> [WHAT TO WORK ON]
[1] Write out the part of the GST advisory text from "Initially, these statements" up to and including "balances turn negative.".
[2] In the GST advisory text, starting with which quarter does the ITC Reclaim Ledger apply to QRMP taxpayers?

> [TEXT EXTRACT]
★ ★ ★ ★

GST Authorities Notify Revised Advisory on ITC Blocking in GSTR-3B

Background of the Advisory

To improve discipline in Input Tax Credit (ITC), minimise manual mistakes, and enable accurate tracking of ITC reversals, reclaims, and Reverse Charge Mechanism (RCM) credits, GSTN has introduced two dedicated electronic statements on the GST portal:

  • Electronic Credit Reversal and Re-claimed Statement (ITC Reclaim Ledger)

  • RCM Liability / ITC Statement (RCM Ledger)

Initially, these statements were only informational and displayed warning messages. However, GSTN has now decided to enforce strict system-based validations, under which GSTR-3B filing will be blocked if excess ITC is claimed or ledger balances turn negative.

This advisory is particularly critical for regular GST taxpayers, especially those involved in:

  • ITC reversals under Rules 37, 42, and 43

  • Temporary ITC reversals followed by re-claims

  • Transactions covered under Reverse Charge Mechanism (RCM)


1. Electronic Credit Reversal & Re-claimed Statement (ITC Reclaim Ledger)

Introduction & Applicability

This ledger has been implemented from:

  • August 2023 for monthly filers

  • July–September 2023 quarter for QRMP taxpayers

Objective

Its main purpose is to monitor ITC that is reversed temporarily and subsequently reclaimed, ensuring proper linkage between the two.

Details Captured

The statement records:

  • ITC reversed in Table 4(B)(2) of GSTR-3B

  • ITC reclaimed through:

    • Table 4(A)(5)

★ ★ ★ ★

> [GIVEN INFORMATION]
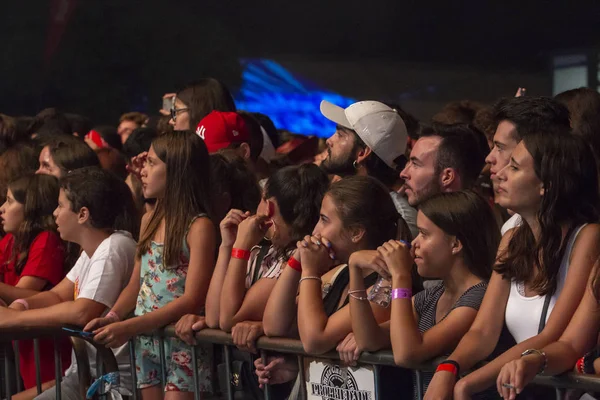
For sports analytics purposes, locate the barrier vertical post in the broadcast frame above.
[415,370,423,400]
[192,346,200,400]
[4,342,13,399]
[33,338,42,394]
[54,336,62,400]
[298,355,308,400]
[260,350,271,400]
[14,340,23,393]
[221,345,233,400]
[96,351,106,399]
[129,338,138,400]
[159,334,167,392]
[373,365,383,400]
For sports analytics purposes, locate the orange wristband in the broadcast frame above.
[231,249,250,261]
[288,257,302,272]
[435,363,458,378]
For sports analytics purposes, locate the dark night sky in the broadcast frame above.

★ ★ ★ ★

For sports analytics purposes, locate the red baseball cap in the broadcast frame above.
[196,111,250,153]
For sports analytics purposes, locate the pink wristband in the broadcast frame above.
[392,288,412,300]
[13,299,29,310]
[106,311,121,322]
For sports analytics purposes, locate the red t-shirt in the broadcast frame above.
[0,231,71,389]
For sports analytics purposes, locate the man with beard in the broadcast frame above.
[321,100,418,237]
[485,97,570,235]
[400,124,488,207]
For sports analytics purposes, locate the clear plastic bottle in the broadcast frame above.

★ ★ ★ ★

> [RESULTS BY TASK]
[1]
Initially, these statements were only informational and displayed warning messages. However, GSTN has now decided to enforce strict system-based validations, under which GSTR-3B filing will be blocked if excess ITC is claimed or ledger balances turn negative.

[2] The July–September 2023 quarter.